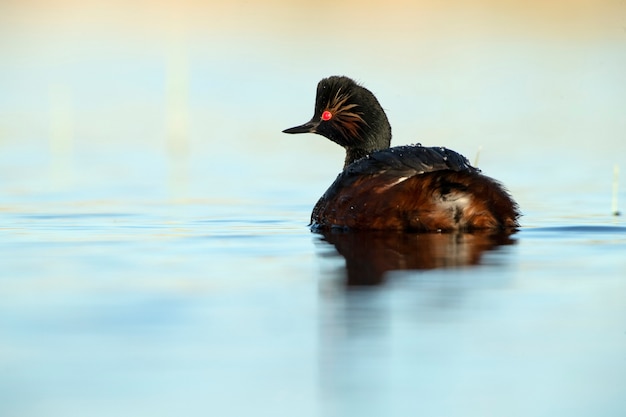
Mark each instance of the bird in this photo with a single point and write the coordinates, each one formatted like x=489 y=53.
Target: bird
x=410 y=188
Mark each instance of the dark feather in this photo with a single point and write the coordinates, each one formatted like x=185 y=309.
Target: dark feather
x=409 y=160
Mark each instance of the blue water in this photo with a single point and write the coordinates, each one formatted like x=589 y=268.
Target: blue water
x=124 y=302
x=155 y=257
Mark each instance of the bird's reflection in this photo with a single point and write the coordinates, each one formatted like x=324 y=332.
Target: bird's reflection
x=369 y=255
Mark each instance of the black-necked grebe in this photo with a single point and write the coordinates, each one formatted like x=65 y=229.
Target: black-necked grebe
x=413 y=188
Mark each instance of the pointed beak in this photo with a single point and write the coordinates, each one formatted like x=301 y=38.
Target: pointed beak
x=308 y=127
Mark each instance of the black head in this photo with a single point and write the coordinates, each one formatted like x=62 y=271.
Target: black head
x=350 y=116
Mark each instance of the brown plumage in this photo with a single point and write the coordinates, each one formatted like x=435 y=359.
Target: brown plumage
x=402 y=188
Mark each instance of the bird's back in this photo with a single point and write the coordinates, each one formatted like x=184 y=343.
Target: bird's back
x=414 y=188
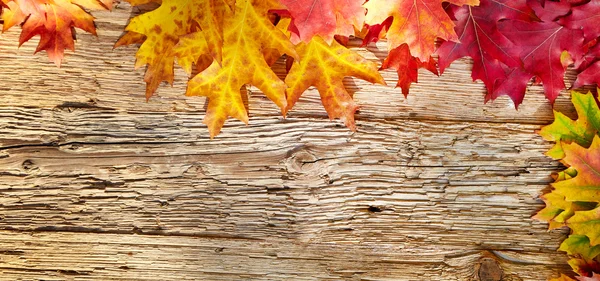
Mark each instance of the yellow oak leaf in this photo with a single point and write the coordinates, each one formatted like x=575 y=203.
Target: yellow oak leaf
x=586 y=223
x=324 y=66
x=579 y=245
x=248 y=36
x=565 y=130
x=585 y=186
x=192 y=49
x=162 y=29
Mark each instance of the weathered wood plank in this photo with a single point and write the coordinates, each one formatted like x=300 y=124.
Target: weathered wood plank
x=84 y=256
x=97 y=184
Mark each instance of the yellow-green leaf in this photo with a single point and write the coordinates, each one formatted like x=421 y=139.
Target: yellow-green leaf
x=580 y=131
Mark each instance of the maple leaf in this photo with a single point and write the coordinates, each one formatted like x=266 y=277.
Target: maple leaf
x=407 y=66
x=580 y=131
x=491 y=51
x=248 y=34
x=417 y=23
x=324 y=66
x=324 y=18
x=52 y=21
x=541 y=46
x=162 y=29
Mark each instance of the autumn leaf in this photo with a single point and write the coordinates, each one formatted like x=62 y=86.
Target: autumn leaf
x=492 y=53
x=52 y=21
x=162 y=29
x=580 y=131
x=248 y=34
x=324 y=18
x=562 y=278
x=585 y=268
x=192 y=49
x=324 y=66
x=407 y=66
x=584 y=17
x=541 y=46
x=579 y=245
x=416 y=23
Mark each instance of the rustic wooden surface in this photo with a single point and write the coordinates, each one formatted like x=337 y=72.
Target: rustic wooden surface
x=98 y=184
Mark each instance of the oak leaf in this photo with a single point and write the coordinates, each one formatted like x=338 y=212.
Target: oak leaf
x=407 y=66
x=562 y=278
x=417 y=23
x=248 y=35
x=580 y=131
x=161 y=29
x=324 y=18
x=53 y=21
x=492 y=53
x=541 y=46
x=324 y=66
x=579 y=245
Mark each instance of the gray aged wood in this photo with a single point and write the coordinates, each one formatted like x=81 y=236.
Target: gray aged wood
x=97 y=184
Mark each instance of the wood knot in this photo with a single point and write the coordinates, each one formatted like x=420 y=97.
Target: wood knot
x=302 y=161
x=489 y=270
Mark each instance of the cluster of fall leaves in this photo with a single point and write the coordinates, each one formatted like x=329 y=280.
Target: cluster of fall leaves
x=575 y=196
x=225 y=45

---

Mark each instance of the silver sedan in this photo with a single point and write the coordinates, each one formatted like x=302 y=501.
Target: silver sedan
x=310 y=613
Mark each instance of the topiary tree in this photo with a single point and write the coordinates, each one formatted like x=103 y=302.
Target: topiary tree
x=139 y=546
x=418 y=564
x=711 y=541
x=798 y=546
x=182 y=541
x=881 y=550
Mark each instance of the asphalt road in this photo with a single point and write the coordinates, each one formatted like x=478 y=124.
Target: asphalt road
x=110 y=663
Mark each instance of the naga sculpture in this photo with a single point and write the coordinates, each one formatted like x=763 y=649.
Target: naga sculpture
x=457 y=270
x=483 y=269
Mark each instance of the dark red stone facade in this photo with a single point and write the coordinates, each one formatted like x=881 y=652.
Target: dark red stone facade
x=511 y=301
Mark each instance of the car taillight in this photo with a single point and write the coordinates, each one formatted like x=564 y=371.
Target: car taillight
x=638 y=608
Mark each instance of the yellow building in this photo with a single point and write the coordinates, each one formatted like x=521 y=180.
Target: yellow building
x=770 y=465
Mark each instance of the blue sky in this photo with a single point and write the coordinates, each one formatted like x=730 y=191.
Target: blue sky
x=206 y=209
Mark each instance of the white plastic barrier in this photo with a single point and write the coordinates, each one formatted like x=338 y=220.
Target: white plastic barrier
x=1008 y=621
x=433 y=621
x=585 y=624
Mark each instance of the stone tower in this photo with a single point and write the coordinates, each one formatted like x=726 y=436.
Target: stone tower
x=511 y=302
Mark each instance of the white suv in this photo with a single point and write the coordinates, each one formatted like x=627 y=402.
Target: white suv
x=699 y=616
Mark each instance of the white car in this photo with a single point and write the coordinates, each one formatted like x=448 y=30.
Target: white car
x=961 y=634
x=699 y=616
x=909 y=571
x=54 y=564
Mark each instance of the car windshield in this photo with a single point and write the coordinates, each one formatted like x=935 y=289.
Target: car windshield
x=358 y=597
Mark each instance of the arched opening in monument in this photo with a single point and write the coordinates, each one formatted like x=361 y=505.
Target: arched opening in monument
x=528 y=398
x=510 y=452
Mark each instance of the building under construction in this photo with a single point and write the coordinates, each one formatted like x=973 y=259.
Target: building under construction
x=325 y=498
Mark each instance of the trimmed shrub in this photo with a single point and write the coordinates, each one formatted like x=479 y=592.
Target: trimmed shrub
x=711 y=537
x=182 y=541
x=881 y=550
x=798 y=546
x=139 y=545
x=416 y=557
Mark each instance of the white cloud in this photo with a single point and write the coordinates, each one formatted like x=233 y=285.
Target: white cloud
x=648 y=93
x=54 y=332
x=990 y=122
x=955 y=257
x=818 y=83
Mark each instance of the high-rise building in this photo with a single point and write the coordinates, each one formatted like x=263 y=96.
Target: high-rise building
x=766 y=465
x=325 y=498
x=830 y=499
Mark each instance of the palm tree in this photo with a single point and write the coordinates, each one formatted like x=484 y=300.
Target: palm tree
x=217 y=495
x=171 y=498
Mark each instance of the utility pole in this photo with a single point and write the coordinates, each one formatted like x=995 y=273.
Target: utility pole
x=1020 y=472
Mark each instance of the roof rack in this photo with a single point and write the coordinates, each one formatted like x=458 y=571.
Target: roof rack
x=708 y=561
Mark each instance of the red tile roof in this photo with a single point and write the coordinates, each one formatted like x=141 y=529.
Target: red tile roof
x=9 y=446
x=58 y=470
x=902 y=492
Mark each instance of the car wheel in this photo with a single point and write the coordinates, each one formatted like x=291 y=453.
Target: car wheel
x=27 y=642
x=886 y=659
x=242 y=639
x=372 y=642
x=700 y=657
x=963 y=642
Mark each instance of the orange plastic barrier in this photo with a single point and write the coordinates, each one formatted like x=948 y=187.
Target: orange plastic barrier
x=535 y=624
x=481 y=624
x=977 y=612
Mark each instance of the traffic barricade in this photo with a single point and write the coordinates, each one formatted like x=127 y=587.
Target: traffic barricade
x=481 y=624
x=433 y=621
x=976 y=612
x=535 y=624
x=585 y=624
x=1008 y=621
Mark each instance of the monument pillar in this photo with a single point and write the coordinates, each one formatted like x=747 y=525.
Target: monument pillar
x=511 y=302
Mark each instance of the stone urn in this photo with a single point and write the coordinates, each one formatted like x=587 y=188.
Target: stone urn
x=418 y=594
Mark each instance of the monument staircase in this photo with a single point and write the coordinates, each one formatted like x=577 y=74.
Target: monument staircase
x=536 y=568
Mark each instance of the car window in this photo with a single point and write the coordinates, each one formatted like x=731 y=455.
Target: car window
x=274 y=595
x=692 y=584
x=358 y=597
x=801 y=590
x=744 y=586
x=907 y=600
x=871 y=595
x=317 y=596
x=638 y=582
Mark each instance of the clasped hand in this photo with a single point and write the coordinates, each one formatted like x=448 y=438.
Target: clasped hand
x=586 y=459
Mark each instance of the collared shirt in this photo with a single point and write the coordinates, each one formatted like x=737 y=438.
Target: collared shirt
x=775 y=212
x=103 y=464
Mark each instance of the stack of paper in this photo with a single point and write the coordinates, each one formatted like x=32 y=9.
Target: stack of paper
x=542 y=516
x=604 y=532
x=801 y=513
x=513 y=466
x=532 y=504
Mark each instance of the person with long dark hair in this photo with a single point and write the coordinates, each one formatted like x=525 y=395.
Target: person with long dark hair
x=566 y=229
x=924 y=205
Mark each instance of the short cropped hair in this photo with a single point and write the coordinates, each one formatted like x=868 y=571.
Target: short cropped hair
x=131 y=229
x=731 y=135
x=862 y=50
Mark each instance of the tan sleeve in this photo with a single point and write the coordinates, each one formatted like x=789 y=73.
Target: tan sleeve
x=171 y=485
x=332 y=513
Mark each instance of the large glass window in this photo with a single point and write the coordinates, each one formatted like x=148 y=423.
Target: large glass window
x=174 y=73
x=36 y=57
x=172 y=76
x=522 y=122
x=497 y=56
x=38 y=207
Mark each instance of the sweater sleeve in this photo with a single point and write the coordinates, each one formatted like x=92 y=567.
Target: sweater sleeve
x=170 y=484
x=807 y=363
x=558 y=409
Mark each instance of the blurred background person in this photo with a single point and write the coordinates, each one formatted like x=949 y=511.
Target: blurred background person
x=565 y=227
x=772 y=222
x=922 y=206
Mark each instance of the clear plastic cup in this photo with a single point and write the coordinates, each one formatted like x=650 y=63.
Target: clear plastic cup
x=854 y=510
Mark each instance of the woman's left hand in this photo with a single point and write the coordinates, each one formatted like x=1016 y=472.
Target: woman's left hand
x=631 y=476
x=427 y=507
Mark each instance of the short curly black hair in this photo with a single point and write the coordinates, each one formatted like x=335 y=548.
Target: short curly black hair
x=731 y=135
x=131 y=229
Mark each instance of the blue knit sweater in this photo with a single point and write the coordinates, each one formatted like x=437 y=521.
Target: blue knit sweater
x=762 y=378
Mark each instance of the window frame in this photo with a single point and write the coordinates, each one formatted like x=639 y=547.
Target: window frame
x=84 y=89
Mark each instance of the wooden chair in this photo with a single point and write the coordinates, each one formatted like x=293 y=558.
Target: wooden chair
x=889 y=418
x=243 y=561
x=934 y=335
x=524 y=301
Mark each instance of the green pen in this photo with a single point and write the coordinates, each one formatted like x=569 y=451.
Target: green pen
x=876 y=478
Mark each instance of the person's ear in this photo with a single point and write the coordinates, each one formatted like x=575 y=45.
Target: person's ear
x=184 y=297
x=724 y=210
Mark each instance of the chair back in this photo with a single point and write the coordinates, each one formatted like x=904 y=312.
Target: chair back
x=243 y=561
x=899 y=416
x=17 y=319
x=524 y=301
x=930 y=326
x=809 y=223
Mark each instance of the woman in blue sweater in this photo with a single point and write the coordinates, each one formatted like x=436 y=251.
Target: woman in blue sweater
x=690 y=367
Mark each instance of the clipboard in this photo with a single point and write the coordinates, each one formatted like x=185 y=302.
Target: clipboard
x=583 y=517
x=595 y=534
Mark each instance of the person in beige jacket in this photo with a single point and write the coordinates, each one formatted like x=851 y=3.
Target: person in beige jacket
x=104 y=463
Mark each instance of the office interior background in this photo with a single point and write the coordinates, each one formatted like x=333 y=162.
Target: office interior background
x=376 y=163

- **Work to complete**
Rewrite the material between the lines holding "Mark each instance of the palm" and "x=171 y=498", inclusive, as a two-column CSV with the header item,value. Give one row per item, with its wording under item and its answer under value, each field in double quotes and line breaks changed to spaces.

- **Written response**
item,value
"Mark each instance of the palm tree in this photo with a single point and write the coordinates, each one formatted like x=484 y=300. Target: palm tree","x=217 y=495 x=171 y=498"